--- PROBLEM REQUIREMENTS ---
Copy each line of the material below that includes the string "leaf".

Segment Start: EXTRACTED MATERIAL

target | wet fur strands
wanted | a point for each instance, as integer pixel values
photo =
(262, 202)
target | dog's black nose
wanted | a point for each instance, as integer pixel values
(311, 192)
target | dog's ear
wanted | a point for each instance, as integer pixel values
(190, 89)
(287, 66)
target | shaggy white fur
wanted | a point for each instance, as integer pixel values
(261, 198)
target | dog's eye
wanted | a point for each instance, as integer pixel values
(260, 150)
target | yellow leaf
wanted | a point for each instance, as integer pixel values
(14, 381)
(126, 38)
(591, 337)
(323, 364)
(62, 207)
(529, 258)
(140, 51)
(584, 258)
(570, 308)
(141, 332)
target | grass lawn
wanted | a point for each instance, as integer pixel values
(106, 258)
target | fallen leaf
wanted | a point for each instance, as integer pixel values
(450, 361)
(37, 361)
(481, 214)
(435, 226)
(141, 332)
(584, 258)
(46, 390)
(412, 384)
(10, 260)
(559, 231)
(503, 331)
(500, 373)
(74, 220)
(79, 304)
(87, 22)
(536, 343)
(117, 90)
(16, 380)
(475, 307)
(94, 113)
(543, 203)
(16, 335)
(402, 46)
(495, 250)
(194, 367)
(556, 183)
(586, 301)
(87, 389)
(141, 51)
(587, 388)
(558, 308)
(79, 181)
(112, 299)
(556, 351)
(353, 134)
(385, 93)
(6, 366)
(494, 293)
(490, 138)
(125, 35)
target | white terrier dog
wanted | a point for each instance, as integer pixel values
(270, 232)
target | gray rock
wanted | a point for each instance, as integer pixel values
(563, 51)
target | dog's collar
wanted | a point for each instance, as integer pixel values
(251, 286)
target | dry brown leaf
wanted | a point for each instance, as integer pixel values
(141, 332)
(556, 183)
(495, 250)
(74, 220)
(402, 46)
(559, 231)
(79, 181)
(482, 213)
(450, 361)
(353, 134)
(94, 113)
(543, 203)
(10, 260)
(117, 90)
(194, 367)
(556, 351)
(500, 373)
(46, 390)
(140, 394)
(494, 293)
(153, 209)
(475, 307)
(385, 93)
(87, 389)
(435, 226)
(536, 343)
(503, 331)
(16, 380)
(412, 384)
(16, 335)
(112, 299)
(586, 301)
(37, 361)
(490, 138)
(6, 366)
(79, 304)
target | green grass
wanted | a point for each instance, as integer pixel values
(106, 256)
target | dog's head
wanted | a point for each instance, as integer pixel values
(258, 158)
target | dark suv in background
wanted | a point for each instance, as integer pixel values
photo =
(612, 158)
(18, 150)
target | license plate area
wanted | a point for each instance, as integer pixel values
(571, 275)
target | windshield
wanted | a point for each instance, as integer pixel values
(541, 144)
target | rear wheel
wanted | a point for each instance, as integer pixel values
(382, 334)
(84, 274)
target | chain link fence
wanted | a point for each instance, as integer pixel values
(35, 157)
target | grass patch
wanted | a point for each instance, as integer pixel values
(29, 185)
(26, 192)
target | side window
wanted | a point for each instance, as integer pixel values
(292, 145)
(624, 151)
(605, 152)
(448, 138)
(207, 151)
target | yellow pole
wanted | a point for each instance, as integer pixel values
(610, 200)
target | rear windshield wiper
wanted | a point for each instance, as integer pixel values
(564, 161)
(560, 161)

Segment End: EXTRACTED MATERIAL

--- OUTPUT OF THE TASK ---
target | yellow leaf
target | fallen leaf
target | dry brown leaf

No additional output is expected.